**Esercizio scritto 1**.
Elenca tutti i nomi di luoghi geografici che compaiono nell'articolo su Chiara Martegiani.
**Esercizio scritto 2**.
Rispondi alle domande seguenti basandoti sull'articolo su Chiara Martegiani.
(a) In quale numero di Vanity Fair è pubblicato l'articolo?
(b) In che giorno compie gli anni Chiara Martegiani?
(c) Per quale film ha ricevuto il premio Biraghi?

**Testo fornito**.
Chiara Martegiani: «Che mi prenda un fulmine»
Questo articolo è pubblicato sul n. 8 di Vanity Fair, in edicola fino al 26 febbraio
È quasi sempre bello se dal buio arriva il giorno: «Sto guidando di fronte alle Terme di Caracalla, il cielo è molto scuro e a breve pioverà. A un tratto non vedo più niente, entro in un fascio di luce e pochi secondi dopo avverto una botta tremenda. Il tettuccio della macchina implode, il clacson non funziona più, il motore fuma. Intorno a me si è creato un piccolo capannello. La gente dice: “È viva, è viva”. Qualcuno mi chiede: “Si sente bene?”. Il traffico si blocca. Un paio di curiosi scattano fotografie». Nella biografia di Chiara Martegiani ci sono lampi, saette, piccoli miracoli e domande senza risposte: «Essere stata colpita da un fulmine e poterlo raccontare lo ascrivo alla divina provvidenza?». Con un genetliaco che spesso la vede brindare con se stessa «compio gli anni il 12 agosto e credo che compleanno più triste non esista: non c’è mai nessuno. L’unica volta che mi hanno organizzato un ricevimento a sorpresa, a Pantelleria, per i miei 30, non sbarcò per le condizioni del mare un solo essere umano» e l’ironia come compagna di viaggio «sarebbe difficile fare il mio mestiere senza saper ridere delle sue pause infinite, prenda me: faccio più o meno un film ogni dieci anni» Martegiani, premio Biraghi per Ride di Valerio Mastandrea, in marcia, è stata spesso: «Los Angeles, Londra, Barcellona, Villa Verucchio. Scelga lei».

**Voci**.
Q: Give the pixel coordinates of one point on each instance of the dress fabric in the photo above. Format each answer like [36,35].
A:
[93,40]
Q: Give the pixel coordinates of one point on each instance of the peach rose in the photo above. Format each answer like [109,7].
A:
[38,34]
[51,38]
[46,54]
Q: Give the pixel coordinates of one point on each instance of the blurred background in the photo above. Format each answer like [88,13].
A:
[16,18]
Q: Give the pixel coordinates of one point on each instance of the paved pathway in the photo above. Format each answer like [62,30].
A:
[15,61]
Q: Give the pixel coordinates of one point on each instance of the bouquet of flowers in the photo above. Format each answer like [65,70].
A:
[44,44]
==
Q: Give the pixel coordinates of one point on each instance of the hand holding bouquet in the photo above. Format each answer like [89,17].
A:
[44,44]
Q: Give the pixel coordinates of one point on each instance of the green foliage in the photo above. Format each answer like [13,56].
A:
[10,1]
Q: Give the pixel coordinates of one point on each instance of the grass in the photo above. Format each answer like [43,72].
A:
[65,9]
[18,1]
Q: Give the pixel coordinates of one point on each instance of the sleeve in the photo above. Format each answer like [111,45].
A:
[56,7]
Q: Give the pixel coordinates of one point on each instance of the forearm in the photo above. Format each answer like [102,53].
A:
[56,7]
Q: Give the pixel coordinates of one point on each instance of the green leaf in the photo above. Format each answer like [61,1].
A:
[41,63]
* * *
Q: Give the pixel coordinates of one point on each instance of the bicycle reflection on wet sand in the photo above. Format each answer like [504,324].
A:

**Risultato atteso 1**.
Terme di Caracalla, Pantelleria, Los Angeles, Londra, Barcellona, Villa Verucchio

**Risultato atteso 2**.
(a) Nel numero 8.
(b) Il 12 agosto.
(c) Per Ride di Valerio Mastandrea.